Within a minute the chamber door was pulled open suddenly. Burly, purposeful guards expertly unstrapped and hustled him out of the chamber as he looked up in confusion.
“Ladies and gentleman,” prison spokesman Vernell Crittendon began to say. But it was obvious. There was another stay of execution.
The witnesses were escorted out, and they learned that Harris had been within minutes of death when a judge telephoned the prison to delay the execution.
The groaning sound they heard was the acid being withdrawn from the reservoir as officials rushed to put the brakes on the ritual.
Outside, officers escorting the media witnesses assumed wrongly that the execution had been carried out.
“Devastating, huh?” one said after seeing the shocked looks on the faces of those emerging.
It was - but to the Baker and Mayeski relatives, not to the Harris guests.
Marilyn Clark, a sister of Mayeski who had tears in her eyes through much of the ordeal, looked stunned. Linda Herring, Michael Baker’s sister, grabbed her head in disbelief.
California Attorney General Dan Lungren’s face fell with disappointment.
Across the room, Harris’ friends and relatives stood in shocked silence, holding their hands and their breath at the thought that he might be saved once again.
All the witnesses were returned to their waiting areas away from reporters while prison officials announced the state’s intent to overturn the stay.
By 5:45 a.m., Harris had lost his final legal fight.
Once again, the reporters were rushed onto the buses. They roared off again, this time stranding two witnesses who had to hitch a ride in a car.
The searches this time were quick, and the officers hurried the witnesses into the chamber.
The other witnesses already were present, and at 6:01 a.m. a pumping sound could be heard. This time, it was clear the acid was flowing inward to the tank under the chair.

◆ Data shown ◆

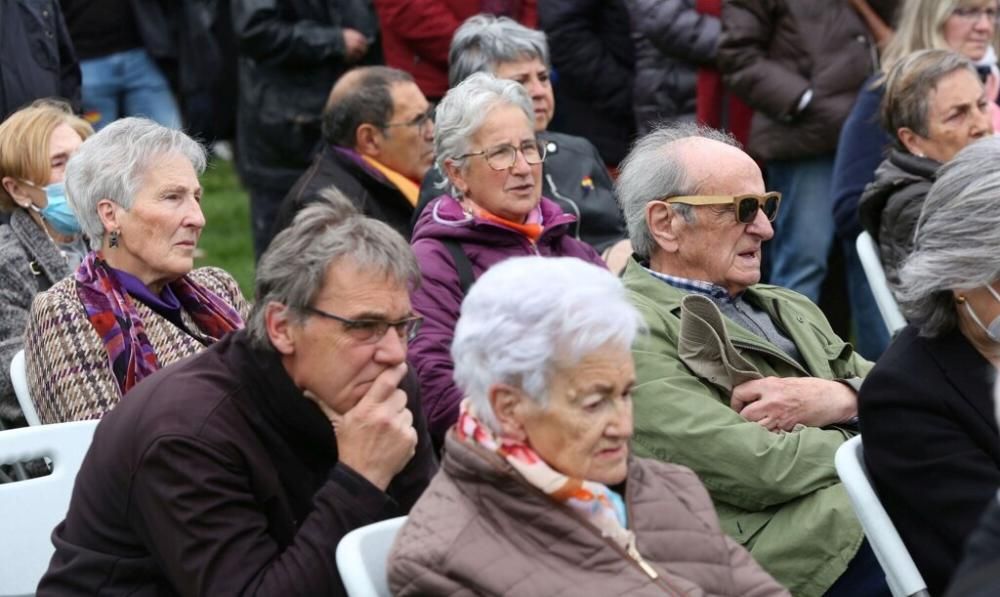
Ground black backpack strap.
[441,238,476,296]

◆ Your tasks ◆
1) Please transcribe, word for word, the part of the execution account that opens with the words containing "It was - but" and closes with "final legal fight.".
2) List every person the execution account names with both a first and a last name.
3) Resume the execution account, picking up after its final sentence.

◆ Results ◆
1)
It was - but to the Baker and Mayeski relatives, not to the Harris guests.
Marilyn Clark, a sister of Mayeski who had tears in her eyes through much of the ordeal, looked stunned. Linda Herring, Michael Baker’s sister, grabbed her head in disbelief.
California Attorney General Dan Lungren’s face fell with disappointment.
Across the room, Harris’ friends and relatives stood in shocked silence, holding their hands and their breath at the thought that he might be saved once again.
All the witnesses were returned to their waiting areas away from reporters while prison officials announced the state’s intent to overturn the stay.
By 5:45 a.m., Harris had lost his final legal fight.

2)
Vernell Crittendon
Marilyn Clark
Linda Herring
Michael Baker
Dan Lungren

3)
In the same minute, Harris was brought in once again, and three guards strapped him in.
This time, there was a noticeable difference. He appeared almost as lifeless as he would be in a matter of minutes.
His face was etched with lines, and his eyes were large and sad looking. He barely appeared to move on his own, apparently drained by the sleepless night and the emotional toll of the event two hours before.
He shut his eyes, then opened them and mouthed “It’s all right” to a guard and “I’m sorry” to Baker.
By 6:05 a.m. it became clear that Harris would die.
No one heard the pellets plunk into the holding tanks of acid, nor saw the gas rise up. But he suddenly began breathing in and out very forcefully.
His eyes rolled into the back of his head, which leaned slowly forward and then all the way back.
A few minutes later it moved forward again.
At times, his mouth was half-open. At others, his eyes were slits.
He convulsed involuntarily, and moaned, then gasped and convulsed again. He took deep breaths of the poison air as his head moved slowly forward again, then shook with yet another convulsion.
At 6:07 a.m., Harris appeared to finally be at rest. His head was bowed forward on his chest, and his eyes were closed.
But a minute later his body struggled for survival as his head moved upward with a gasp, then down with another. He began to drool, and his body once again was wracked with convulsions.
By 6:12 a.m., his body gave up the fight and Harris slowly died.
“The boy’s dead,” whispered one witness from near the Mayeski and Baker relatives.
Sharron Mankins grinned. She had carried the pain for so long of the description of the boys’ deaths.
She knew the story well: how Harris riddled the boys’ bodies with bullets after stealing their car for a bank robbery; how he had chased one down and told him before he killed him, “God can’t help you now, boy. You’re going to die.”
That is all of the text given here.